• [EXERCISE]:
Copy out the part of the rows that opens with the line containing "need box >> open shelf cubby" and closes with the line containing "[356,225,365,246]". Keep every line, including those beginning "need box", and shift each bounding-box coordinate by adding 73 to it.

[Box-labeled dataset extracts]
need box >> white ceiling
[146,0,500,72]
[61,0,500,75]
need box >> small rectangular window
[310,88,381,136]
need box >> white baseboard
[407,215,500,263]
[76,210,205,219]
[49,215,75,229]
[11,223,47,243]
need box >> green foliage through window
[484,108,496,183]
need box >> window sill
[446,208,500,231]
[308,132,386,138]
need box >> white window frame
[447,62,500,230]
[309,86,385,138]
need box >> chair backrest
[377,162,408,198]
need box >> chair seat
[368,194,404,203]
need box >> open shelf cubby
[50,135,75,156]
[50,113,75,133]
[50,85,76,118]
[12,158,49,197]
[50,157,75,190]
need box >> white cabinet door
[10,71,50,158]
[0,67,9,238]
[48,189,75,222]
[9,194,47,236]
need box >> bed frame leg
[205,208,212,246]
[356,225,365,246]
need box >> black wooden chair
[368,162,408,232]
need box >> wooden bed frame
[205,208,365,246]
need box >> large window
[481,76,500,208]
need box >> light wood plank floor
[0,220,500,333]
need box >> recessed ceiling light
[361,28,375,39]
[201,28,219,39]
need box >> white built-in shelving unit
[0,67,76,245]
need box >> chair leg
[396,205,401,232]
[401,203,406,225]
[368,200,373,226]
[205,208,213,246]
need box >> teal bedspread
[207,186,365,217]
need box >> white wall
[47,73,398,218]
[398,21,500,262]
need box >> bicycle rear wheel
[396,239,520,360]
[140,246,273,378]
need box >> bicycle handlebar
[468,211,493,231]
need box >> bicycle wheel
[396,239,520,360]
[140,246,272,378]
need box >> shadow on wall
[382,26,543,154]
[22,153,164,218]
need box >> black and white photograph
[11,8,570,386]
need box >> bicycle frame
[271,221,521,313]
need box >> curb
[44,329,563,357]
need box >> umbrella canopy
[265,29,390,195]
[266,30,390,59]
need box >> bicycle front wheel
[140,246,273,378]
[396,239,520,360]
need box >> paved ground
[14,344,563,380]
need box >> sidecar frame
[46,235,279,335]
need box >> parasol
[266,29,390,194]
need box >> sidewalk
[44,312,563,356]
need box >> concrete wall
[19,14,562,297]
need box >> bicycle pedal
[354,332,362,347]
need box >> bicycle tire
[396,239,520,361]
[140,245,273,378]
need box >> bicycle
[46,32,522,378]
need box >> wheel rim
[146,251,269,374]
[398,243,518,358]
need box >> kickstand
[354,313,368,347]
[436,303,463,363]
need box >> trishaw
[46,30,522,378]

• [EXERCISE SOLUTION]:
need box >> open shelf cubby
[123,208,148,229]
[123,186,148,206]
[123,158,149,191]
[85,231,122,270]
[123,230,148,263]
need box >> white cabinet door
[83,144,123,231]
[73,140,82,311]
[121,262,148,295]
[82,267,120,309]
need box >> bed frame leg
[278,281,285,319]
[429,298,438,319]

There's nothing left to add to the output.